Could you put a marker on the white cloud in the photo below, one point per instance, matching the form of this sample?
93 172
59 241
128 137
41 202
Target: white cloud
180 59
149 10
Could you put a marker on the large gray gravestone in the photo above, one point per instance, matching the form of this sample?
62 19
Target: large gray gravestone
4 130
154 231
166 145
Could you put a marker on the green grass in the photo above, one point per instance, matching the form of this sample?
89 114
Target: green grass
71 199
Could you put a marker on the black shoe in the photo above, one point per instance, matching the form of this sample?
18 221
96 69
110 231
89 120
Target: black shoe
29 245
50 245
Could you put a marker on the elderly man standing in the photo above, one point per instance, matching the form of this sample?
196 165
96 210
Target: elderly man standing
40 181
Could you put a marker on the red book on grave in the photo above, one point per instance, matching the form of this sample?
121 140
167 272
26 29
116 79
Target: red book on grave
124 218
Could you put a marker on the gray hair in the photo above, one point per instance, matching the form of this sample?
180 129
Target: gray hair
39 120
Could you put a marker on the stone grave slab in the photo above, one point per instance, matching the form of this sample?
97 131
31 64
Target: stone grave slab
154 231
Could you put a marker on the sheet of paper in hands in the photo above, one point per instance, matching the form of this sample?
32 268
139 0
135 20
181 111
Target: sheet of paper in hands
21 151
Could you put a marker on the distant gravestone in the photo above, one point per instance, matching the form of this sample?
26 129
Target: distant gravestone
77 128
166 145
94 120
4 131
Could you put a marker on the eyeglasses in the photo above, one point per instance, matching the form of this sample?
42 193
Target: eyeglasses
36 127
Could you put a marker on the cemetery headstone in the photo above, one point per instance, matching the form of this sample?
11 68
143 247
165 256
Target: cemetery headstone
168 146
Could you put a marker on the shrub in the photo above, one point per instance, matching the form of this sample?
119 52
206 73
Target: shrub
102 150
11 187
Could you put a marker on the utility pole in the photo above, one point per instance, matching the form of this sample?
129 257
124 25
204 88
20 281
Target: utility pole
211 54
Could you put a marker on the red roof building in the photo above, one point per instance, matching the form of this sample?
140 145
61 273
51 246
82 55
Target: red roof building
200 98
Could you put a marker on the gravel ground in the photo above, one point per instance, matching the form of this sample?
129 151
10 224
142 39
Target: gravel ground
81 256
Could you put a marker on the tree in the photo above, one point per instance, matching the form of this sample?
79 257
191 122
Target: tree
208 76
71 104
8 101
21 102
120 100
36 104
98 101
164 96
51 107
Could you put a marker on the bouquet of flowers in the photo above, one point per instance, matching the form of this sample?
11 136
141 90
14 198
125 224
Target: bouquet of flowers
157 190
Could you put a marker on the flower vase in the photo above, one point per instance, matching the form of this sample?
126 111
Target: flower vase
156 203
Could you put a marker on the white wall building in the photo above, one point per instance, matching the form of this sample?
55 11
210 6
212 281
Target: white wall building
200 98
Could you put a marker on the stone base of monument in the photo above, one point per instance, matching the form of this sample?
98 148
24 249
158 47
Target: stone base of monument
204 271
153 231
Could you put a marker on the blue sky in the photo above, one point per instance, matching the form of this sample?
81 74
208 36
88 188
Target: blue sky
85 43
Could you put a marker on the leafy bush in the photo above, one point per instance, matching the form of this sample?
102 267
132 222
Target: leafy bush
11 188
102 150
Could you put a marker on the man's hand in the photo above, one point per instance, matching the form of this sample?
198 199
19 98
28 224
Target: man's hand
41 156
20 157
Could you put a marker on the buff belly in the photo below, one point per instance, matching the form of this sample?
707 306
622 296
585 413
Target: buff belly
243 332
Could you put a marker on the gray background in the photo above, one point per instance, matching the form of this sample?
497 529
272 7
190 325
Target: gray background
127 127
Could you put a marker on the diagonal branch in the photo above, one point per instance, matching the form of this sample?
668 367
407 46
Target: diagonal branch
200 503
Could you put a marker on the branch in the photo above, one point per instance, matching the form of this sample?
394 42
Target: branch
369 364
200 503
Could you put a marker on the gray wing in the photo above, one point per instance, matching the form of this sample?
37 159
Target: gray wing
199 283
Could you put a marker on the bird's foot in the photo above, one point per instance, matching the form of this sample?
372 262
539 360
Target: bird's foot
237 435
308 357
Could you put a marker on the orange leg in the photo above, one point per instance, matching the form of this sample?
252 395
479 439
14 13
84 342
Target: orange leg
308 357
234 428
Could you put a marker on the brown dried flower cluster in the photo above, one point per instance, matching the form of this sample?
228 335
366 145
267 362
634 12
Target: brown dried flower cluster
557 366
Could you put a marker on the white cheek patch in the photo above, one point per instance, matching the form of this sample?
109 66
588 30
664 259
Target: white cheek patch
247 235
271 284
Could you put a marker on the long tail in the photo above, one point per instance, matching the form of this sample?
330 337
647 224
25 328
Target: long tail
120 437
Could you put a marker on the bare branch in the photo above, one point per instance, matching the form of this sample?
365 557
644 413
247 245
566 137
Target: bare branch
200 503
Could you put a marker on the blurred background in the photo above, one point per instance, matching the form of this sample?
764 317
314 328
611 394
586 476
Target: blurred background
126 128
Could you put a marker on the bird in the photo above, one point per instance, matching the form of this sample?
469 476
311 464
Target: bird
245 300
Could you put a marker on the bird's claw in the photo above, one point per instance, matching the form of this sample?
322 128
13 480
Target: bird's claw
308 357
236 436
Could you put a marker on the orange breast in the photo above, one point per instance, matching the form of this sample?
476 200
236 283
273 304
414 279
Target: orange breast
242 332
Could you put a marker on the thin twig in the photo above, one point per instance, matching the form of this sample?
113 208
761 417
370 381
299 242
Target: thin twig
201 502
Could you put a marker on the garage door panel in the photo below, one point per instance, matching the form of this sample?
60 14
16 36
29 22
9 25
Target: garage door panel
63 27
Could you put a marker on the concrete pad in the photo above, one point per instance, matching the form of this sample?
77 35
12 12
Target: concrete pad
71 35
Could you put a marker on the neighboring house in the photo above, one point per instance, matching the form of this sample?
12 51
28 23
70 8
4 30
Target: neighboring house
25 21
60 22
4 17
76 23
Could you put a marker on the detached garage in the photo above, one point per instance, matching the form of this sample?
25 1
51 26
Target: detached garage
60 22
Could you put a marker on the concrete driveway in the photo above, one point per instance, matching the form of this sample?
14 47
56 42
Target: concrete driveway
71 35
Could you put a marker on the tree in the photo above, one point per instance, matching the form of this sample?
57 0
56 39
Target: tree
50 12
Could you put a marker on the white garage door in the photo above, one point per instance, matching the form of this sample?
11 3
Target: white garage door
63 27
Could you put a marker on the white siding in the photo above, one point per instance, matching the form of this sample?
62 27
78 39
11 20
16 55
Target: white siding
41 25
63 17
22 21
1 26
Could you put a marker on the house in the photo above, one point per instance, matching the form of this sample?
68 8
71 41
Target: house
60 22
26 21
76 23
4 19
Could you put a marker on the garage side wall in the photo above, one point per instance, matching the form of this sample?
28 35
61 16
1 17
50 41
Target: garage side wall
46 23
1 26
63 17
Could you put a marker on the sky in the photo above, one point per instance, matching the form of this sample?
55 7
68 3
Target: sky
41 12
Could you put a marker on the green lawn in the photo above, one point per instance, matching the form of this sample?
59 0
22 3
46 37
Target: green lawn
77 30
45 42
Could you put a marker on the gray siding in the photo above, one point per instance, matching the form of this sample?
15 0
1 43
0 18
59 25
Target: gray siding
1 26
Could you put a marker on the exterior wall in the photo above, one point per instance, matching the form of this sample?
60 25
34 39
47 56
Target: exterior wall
----
Your objective | Write down the full listing again, exactly.

Task solution |
Could you put a marker on the white cloud in the photo below, one point per instance, matching the form of this sample?
93 172
59 241
128 137
41 202
Target: white cloud
180 59
149 10
Could you put a marker on the large gray gravestone in the photo above, one point per instance, matching the form of this sample?
62 19
Target: large gray gravestone
4 130
154 231
166 145
Could you put a marker on the green grass in the photo above, one point per instance, matching the form of this sample?
89 114
Target: green grass
71 199
Could you put a marker on the black shoe in the photo above, one point per instance, matching the form of this sample?
18 221
96 69
110 231
89 120
Target: black shoe
29 245
50 245
Could you put a marker on the elderly man standing in the photo above, one point per instance, matching the form of this sample?
196 165
96 210
Target: elderly man standing
40 181
Could you put a marker on the red book on grave in the photo above, one point per instance, matching the form of this sample?
121 140
167 272
26 29
116 79
Target: red book on grave
124 218
Could you put a marker on the gray hair in the photo above, one point per instance, matching the form of this sample?
180 129
Target: gray hair
39 120
Could you put a marker on the stone grave slab in the photo above, one point per instance, matching the form of this sample?
97 131
31 64
Target: stone grave slab
154 231
Could you put a marker on the sheet of paper in hands in the photo above, one point per instance, matching the form of this sample?
32 268
139 0
135 20
181 111
Target: sheet of paper in hands
21 151
Could you put a marker on the distant gravestone in the photo above, one point per instance, matching the form of this sample?
26 129
Target: distant gravestone
77 128
166 145
94 120
4 131
Could you put a marker on the eyeglasses in the photo above, one point per instance, matching the form of this sample?
42 193
Target: eyeglasses
36 127
Could you put a marker on the cemetery headstone in the photo above, one point per instance, matching the form of this sample?
11 68
143 247
165 256
Target: cemetery headstone
168 146
Could you put a marker on the shrub in the photo above, one point per instance, matching the form of this sample?
119 52
206 73
Target: shrub
102 150
11 187
Could you put a marker on the utility pole in the photo above, one point per instance, matching the form of this sample?
129 257
124 25
204 88
20 281
Target: utility pole
211 54
Could you put a marker on the red roof building in the photo above, one point per instance, matching the form of this sample?
140 145
61 273
51 246
82 55
Target: red roof building
200 98
Could you put a marker on the gravel ground in the photo above, one point per instance, matching the form of this sample?
129 151
10 224
142 39
Target: gravel ground
81 256
Could you put a marker on the tree in the photo above, one point per instance, matching the form of this sample?
79 257
191 122
Target: tree
208 76
71 104
8 101
21 102
120 100
36 104
98 101
164 96
51 107
Could you put a marker on the bouquet of flowers in the photo above, one point per instance, matching the form of this sample?
11 136
141 90
14 198
125 224
Target: bouquet of flowers
157 190
Could you put a marker on the flower vase in the photo above, one point per instance, matching the form of this sample?
126 111
Target: flower vase
156 203
Could you put a marker on the white wall building in the photo above, one point per instance, matching the form of this sample?
55 11
210 6
212 281
Target: white wall building
200 98
Could you put a marker on the stone base of monument in the photo above, one point per instance, matching the form of this sample?
98 148
24 249
158 47
Target: stone base of monument
204 271
153 231
Could you put a marker on the blue sky in the photo above, one point per instance, matching the form of this sample?
81 74
208 36
88 188
Target: blue sky
85 43
Could you put a marker on the leafy bush in the photo above, one point per instance, matching the form of this sample?
102 267
132 222
Target: leafy bush
11 188
102 150
Could you put a marker on the man's hand in the photo above, one point per instance, matching the form of this sample?
198 199
19 98
28 224
Target: man's hand
41 156
20 157
Could you put a marker on the buff belly in the photo below, one point per instance, matching the form of this sample?
707 306
622 296
585 413
Target: buff belly
243 332
Could you put a marker on the gray background in the photo above, one point per instance, matching the form of this sample?
497 529
272 7
190 325
Target: gray background
127 127
Could you put a marker on the diagonal branch in the photo above, one point per instance, matching the form of this sample?
668 367
407 46
Target: diagonal branch
200 503
Could you put a marker on the branch in the photo above, one point per instance, matching the form of this sample?
394 42
Target: branch
369 364
200 503
Could you put a marker on the gray wing in the photo above, one point per instance, matching the form of this sample?
37 159
Target: gray wing
199 283
Could you put a marker on the bird's foot in the photo above, one point per instance, matching the form of this sample?
372 262
539 360
Target: bird's foot
237 435
308 357
Could you put a marker on the orange leg in the photo above, one point per instance, matching the form of this sample?
252 395
479 439
14 13
84 342
Target: orange leg
308 357
234 428
Could you put a marker on the brown dried flower cluster in the photo above, one point per instance, matching the form of this sample?
228 335
366 145
267 362
634 12
Target: brown dried flower cluster
557 366
Could you put a marker on the white cheek patch in the photo above, one point per instance, matching the form of this sample?
109 66
588 30
664 259
Target: white cheek patch
247 235
271 284
Could you put a marker on the long tail in the photo above, one point per instance, matching the form of this sample?
330 337
647 224
25 328
Target: long tail
120 437
Could you put a marker on the bare branch in the photo above, one point per instance, matching the form of this sample?
365 557
644 413
247 245
566 137
Target: bare branch
200 503
Could you put a marker on the blurred background in the photo above, one point per instance, matching the form of this sample?
764 317
314 328
611 394
586 476
Target: blurred background
126 128
Could you put a marker on the bird in the photo above, one point per instance, matching the form of this sample?
469 476
311 464
Target: bird
245 300
Could you put a marker on the bird's claw in the photo above, one point per instance, matching the form of this sample?
322 128
13 480
Target: bird's claw
308 357
236 436
Could you put a marker on the orange breast in the photo above, one point per instance, matching the form of this sample?
476 200
236 283
273 304
414 279
Target: orange breast
242 332
Could you put a marker on the thin twig in the photo above, one point per instance, matching the form of this sample?
113 208
761 417
370 381
299 242
Target: thin twig
201 502
Could you put a marker on the garage door panel in the photo below, one point per instance, matching the form of this sample?
60 14
16 36
29 22
9 25
Target: garage door panel
63 27
Could you put a marker on the concrete pad in the photo above, one point per instance, matching the form of this sample?
77 35
12 12
Target: concrete pad
71 35
Could you put a marker on the neighboring house in the photo above, one point per instance, matching the form of this sample?
12 51
28 23
70 8
4 30
Target: neighboring house
25 21
60 22
4 17
76 23
Could you put a marker on the detached garage in the photo above, one point per instance, matching the form of this sample?
25 1
51 26
Target: detached garage
60 22
Could you put a marker on the concrete driveway in the photo above, one point per instance, matching the form of this sample?
14 47
56 42
Target: concrete driveway
71 35
Could you put a marker on the tree in the photo above, one point per instance, matching the form of this sample?
57 0
56 39
Target: tree
50 12
Could you put a marker on the white garage door in the photo above, one point per instance, matching the form of this sample?
11 3
Target: white garage door
63 27
Could you put a marker on the white siding in the photo above, one point per instance, matching the form of this sample?
62 27
78 39
11 20
16 55
Target: white siding
41 25
63 17
22 21
1 26
Could you put a marker on the house in the photo above, one point per instance, matching the form of this sample?
68 8
71 41
Target: house
60 22
26 21
76 23
4 19
Could you put a marker on the garage side wall in the photo above, one point per instance, matching the form of this sample?
28 35
61 16
1 17
50 41
Target: garage side wall
46 23
1 26
63 17
Could you put a marker on the sky in the photo above, one point per instance, matching the form of this sample?
55 7
68 3
Target: sky
41 12
Could you put a marker on the green lawn in the photo above, one point per instance, matching the form of this sample?
59 0
22 3
46 37
Target: green lawn
77 30
45 42
Could you put a marker on the gray siding in the photo above, one point per instance, matching the form of this sample?
15 0
1 43
0 18
59 25
Target: gray siding
1 26
Could you put a marker on the exterior wall in the photo above, one point per instance, matching the form of this sample?
60 25
34 39
47 56
Target: exterior wall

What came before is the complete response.